EXERCISES TO COMPLETE:
1. According to the speech, how many people did a Times article report killed in the Mexican drugs wars over the past three years?
2. Extract every line of the entries that contains the word "white", treating uppercase and lowercase as different.

The Times details a successful attack by Pakistan's army on a Taliban school in south Waziristan. It was not a school as we know it-for education, reading, writing, and work skills-but a school teaching 150 to 200 boys how to slaughter, how to behead the enemy, and how to be a suicide bomber. It held out the promise not of a better job or a chance to improve the quality of life of the boys' families, but of a heaven, depicted in murals on the walls as a place of flowing rivers and swimming girls. How we combat such indoctrination-such fatalism-is a key task for our diplomats in engaging in dialogue and alliances, and for our aid workers in offering hope, new aspirations and new potential to young men who see martyrdom as a better future than the life that they face on earth.
Interestingly, the Pakistani forces used lessons learned from the British frontier warfare manual published in 1939 to win that battle in south Waziristan. Whether we have yet devised a successful manual for securing peace and rebuilding communities is a more complex question. For it is the return of civilians and the reconciliation and re-integration of ex-fighters that is the critical task that Pakistan's army now faces. It is no longer simply a case of one army facing another on the battlefield, with the winner taking all; it is about winning not just the war, but the peace.
The press tell us that the public are tired of war-of the relentless toll of deaths, and of seeing no possibility of success-but The Times editorial today talks of the success of a more democratic future for Iraq after recent elections there. There were 38 people killed, and 136 attacks on polling stations; names were missing from the electoral register, and there was some intimidation by security forces. However, there was also the successful engagement of 62 per cent. of the Iraqi people. Sunni candidates stood, and there will be a Government, increasingly held to account by a people growing in confidence of their rights and in their awareness of the responsibility of Governments to their people.
The letters page held a great deal of discussion of the sort that we have had today-discussion about the equipment, training and funding of our armed forces. The Chief of the Defence Staff, Air Chief Marshal Sir Jock Stirrup, is quoted as saying:
"The equipment that our people are using is frankly the best that they've ever had in any of my 40 years of service and it's getting better all the time, so in terms of numbers, in terms of quality, both are increasing."
Other letters say that the quality of training, equipment and funding has not been right. The public are, for the first time, unsure who to believe, as our senior military personnel are increasingly seen as politically biased, which is an extremely dangerous position.
There has been talk of the role of the Defence Committee in this Parliament. I have been fortunate enough to serve on it for only slightly over a year, and I am still on a learning curve. I am deeply indebted to the other members of the Committee, whose knowledge is great. For me, the Committee's role in a future Parliament is to hold these senior officers to their statements when they are questioned about funding, training, and equipment. They cannot be allowed to say one thing when in the Ministry of Defence and another to the Committee. Evidence to the Committee must be truthful and straightforward if public trust is to be rebuilt and we are to know what our forces are doing, what they need and whether they are being successful.
We must understand the problems that we face and how we fight an enemy when our technology does not always offer the edge that we have grown to expect. Fighting in an international coalition, often under the overall leadership of the United States, brings difficulties, as it is hard for the public to understand how we can help ISTAR and not solve the problem of IEDs. New challenges, too, are coming our way extremely fast, as climate change gives rise to defence and security issues arising from food and water shortages, migration, the fight for mineral resources, and the growth of international criminality. Interestingly, The Times carried an article saying that 18,000 people had been killed in the Mexican drugs wars in the past three years.

Lines of data:
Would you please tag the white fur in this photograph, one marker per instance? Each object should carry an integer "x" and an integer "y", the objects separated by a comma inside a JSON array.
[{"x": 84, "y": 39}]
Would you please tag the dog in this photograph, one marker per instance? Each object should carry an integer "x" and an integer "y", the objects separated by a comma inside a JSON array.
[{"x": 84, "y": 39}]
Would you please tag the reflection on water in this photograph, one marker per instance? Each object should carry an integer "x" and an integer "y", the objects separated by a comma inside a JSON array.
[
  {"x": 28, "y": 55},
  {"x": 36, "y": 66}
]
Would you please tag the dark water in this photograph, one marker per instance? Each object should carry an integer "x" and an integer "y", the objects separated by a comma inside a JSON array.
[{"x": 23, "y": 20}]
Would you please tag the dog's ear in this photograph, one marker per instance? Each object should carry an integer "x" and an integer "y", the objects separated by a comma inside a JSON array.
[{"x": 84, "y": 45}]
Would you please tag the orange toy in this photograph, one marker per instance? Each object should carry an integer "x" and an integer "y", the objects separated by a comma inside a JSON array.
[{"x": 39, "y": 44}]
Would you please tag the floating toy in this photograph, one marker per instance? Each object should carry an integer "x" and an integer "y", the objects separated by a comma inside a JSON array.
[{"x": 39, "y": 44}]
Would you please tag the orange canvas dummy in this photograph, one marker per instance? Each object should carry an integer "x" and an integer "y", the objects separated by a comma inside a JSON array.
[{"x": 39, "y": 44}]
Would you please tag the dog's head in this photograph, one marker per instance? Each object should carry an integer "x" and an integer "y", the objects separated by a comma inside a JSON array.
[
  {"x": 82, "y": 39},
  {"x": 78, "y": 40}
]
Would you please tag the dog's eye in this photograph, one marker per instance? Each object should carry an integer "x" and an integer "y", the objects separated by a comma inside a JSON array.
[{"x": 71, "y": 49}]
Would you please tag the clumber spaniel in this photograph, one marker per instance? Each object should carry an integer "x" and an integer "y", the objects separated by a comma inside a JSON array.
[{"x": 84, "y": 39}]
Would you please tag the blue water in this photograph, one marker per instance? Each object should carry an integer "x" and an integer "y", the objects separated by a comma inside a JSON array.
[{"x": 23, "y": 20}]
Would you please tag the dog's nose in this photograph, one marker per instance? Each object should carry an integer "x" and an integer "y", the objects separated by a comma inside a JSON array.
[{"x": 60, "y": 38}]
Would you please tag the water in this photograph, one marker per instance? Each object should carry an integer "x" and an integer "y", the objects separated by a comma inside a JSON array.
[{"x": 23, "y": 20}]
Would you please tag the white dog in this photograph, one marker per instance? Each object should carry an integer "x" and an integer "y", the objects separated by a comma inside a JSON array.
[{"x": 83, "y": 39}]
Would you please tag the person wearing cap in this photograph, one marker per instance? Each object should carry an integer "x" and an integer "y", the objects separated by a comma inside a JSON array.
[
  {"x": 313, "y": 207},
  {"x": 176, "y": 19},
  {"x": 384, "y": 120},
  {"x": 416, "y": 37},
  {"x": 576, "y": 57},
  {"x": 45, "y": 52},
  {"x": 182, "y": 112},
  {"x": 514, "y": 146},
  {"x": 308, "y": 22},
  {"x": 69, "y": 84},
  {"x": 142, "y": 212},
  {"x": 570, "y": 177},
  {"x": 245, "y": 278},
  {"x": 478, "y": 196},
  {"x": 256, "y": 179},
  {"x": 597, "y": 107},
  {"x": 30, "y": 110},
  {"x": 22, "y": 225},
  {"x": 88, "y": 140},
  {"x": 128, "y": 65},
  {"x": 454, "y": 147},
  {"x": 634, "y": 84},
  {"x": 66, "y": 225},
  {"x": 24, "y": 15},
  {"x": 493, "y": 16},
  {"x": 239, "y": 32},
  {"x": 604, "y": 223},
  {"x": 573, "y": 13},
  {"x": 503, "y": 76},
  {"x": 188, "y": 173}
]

TASK-BY-TASK ANSWERS:
1. 18,000 people.

2.
Would you please tag the white fur in this photograph, one marker per instance? Each object should carry an integer "x" and an integer "y", the objects separated by a comma inside a JSON array.
Would you please tag the white dog in this photograph, one marker per instance? Each object should carry an integer "x" and an integer "y", the objects separated by a comma inside a JSON array.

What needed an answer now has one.